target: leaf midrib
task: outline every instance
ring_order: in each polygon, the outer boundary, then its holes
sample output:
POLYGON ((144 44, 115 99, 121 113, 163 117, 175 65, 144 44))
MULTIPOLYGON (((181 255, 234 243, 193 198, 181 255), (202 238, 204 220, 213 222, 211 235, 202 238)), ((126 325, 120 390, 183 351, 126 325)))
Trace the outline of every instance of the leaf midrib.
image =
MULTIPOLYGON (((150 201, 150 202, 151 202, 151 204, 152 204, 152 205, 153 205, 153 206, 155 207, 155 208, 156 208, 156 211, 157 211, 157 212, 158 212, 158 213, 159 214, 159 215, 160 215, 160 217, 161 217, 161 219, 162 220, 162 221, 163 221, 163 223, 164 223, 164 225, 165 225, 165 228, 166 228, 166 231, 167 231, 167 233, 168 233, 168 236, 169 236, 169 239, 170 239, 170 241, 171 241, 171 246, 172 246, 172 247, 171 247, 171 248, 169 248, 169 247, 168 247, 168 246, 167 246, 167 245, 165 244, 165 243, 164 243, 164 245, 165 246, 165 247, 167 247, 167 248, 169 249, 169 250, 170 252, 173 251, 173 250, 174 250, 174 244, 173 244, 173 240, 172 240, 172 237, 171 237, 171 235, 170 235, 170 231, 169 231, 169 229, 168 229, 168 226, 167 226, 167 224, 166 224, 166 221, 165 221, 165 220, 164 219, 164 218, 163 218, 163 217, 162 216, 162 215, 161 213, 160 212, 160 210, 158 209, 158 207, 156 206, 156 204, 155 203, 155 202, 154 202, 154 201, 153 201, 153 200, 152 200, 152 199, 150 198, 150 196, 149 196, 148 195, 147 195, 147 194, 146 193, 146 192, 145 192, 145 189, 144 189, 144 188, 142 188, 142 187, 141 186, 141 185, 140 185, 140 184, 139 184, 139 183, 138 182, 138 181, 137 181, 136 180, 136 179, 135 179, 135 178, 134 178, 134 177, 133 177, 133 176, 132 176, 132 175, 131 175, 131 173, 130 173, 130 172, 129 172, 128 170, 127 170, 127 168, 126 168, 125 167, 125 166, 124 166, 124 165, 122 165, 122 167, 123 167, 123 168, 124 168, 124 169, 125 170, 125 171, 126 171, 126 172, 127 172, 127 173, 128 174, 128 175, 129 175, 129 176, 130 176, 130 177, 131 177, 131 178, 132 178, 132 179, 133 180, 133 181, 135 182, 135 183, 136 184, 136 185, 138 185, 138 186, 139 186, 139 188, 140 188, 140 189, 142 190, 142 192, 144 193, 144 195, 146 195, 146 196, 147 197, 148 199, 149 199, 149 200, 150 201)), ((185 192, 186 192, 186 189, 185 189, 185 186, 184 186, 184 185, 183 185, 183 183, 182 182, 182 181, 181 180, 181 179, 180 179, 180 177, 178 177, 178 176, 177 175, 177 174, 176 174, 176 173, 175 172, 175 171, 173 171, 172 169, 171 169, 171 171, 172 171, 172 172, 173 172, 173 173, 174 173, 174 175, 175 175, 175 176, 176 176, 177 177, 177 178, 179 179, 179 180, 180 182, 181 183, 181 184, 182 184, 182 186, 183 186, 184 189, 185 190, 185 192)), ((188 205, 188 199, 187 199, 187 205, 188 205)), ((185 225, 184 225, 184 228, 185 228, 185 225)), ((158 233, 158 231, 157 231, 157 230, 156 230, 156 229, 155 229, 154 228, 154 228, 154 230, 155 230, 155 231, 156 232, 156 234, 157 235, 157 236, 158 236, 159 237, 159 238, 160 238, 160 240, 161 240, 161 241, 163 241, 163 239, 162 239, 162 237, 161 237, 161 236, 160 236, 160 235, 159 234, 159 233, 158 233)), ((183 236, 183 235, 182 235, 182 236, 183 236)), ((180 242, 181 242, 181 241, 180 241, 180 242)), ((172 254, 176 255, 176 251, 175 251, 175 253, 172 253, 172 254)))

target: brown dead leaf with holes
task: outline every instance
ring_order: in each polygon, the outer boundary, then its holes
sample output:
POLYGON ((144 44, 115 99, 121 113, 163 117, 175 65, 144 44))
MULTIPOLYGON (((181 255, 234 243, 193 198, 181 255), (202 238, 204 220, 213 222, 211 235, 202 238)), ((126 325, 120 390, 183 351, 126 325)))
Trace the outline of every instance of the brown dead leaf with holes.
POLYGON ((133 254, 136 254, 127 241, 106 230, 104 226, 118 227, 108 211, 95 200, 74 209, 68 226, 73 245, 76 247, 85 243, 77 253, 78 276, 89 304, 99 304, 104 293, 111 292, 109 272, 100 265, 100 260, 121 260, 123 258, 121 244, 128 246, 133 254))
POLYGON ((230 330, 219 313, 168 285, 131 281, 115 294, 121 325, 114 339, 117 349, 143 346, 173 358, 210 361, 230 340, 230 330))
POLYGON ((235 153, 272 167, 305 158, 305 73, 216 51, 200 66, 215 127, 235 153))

• **Objective**:
Output every line of the items above again, character for character, changing nothing.

• **Solution below**:
target: leaf midrib
task: outline every instance
ring_order: in each polygon, the outer boundary, then its holes
sample output:
POLYGON ((144 44, 115 99, 121 113, 163 117, 175 65, 144 44))
MULTIPOLYGON (((181 255, 234 243, 193 198, 181 255), (202 238, 204 220, 213 222, 211 235, 202 238)), ((126 325, 120 390, 183 351, 126 325)))
Trace the outline of every instance of the leaf midrib.
image =
MULTIPOLYGON (((150 201, 150 202, 151 202, 151 204, 152 204, 152 205, 153 205, 153 206, 155 207, 155 208, 156 208, 156 211, 157 211, 157 212, 158 212, 158 213, 159 214, 159 215, 160 215, 160 217, 161 217, 161 219, 162 220, 162 221, 163 221, 163 223, 164 223, 164 225, 165 225, 165 228, 166 228, 166 231, 167 231, 167 233, 168 233, 168 236, 169 236, 169 239, 170 239, 170 241, 171 241, 171 246, 172 246, 172 247, 171 247, 171 248, 169 248, 169 247, 168 247, 168 246, 167 246, 167 245, 165 244, 165 243, 164 243, 164 245, 165 246, 165 247, 167 247, 167 248, 169 249, 169 250, 170 252, 173 251, 173 250, 174 250, 174 244, 173 244, 173 240, 172 240, 172 237, 171 237, 171 235, 170 235, 170 231, 169 231, 169 229, 168 229, 168 226, 167 226, 167 224, 166 224, 166 221, 165 221, 165 220, 164 219, 164 218, 163 218, 163 217, 162 216, 162 215, 161 213, 160 212, 160 210, 158 209, 158 207, 156 206, 156 204, 155 203, 155 202, 154 202, 154 201, 153 201, 153 200, 152 200, 152 199, 150 198, 150 196, 149 196, 148 195, 147 195, 147 194, 146 193, 146 192, 145 192, 145 189, 144 189, 144 188, 142 188, 142 187, 141 186, 141 185, 140 185, 140 184, 139 184, 139 183, 138 182, 138 181, 137 181, 136 180, 136 179, 135 179, 135 178, 134 178, 134 177, 133 177, 133 176, 132 176, 132 175, 131 175, 131 173, 130 173, 130 172, 129 172, 128 170, 127 170, 127 168, 126 168, 125 167, 125 166, 124 166, 124 165, 122 165, 122 167, 123 167, 123 168, 124 168, 124 169, 125 170, 125 171, 126 171, 126 172, 127 172, 127 173, 128 174, 128 175, 129 175, 129 176, 130 176, 130 177, 131 177, 131 178, 132 178, 132 179, 133 180, 133 181, 135 182, 135 183, 136 184, 136 185, 138 185, 138 186, 139 186, 139 188, 140 188, 140 189, 142 190, 142 192, 144 193, 144 195, 146 195, 146 196, 147 197, 148 199, 149 199, 149 200, 150 201)), ((185 192, 186 192, 186 189, 185 189, 185 186, 184 186, 184 185, 183 185, 183 183, 182 182, 182 181, 181 180, 181 179, 180 179, 180 177, 178 177, 178 176, 177 175, 177 174, 176 174, 176 173, 175 172, 175 171, 173 171, 172 169, 171 169, 171 171, 172 171, 172 172, 173 172, 173 173, 174 173, 174 175, 175 175, 175 176, 176 176, 177 177, 177 178, 179 179, 179 180, 180 182, 181 183, 181 184, 182 184, 182 186, 183 186, 184 189, 185 190, 185 192)), ((188 205, 188 199, 187 199, 187 205, 188 205)), ((185 225, 184 225, 184 228, 185 228, 185 225)), ((158 233, 158 231, 157 231, 157 230, 156 230, 156 229, 155 229, 154 228, 154 228, 154 230, 155 230, 155 231, 156 232, 156 234, 157 235, 157 236, 158 236, 159 237, 159 238, 160 238, 160 240, 161 240, 161 241, 163 241, 163 239, 162 239, 162 237, 161 237, 161 236, 160 236, 160 235, 159 234, 159 233, 158 233)), ((183 236, 183 235, 182 235, 182 236, 183 236)), ((180 242, 181 242, 181 241, 180 241, 180 242)), ((172 254, 176 255, 176 251, 175 251, 175 253, 172 253, 172 254)))

target: brown dead leaf with holes
task: outline every instance
ring_order: in each polygon, the outer boundary, then its holes
sample output:
POLYGON ((144 44, 115 99, 121 113, 163 117, 175 65, 144 44))
MULTIPOLYGON (((181 255, 234 243, 193 198, 181 255), (202 238, 204 220, 213 222, 211 235, 202 238)), ((126 325, 120 390, 183 351, 126 325)))
Trace the outline of every instance of the brown dead leaf with holes.
POLYGON ((133 254, 136 254, 127 241, 106 230, 104 226, 118 227, 108 211, 95 200, 74 209, 68 226, 73 245, 76 247, 85 243, 77 253, 78 276, 89 304, 99 304, 104 293, 111 292, 109 272, 100 265, 100 260, 121 260, 123 258, 121 244, 128 246, 133 254))
POLYGON ((230 330, 219 313, 168 285, 131 281, 115 294, 121 325, 114 339, 117 349, 143 346, 173 358, 210 361, 230 340, 230 330))
POLYGON ((235 153, 272 167, 305 158, 305 73, 216 51, 200 66, 215 127, 235 153))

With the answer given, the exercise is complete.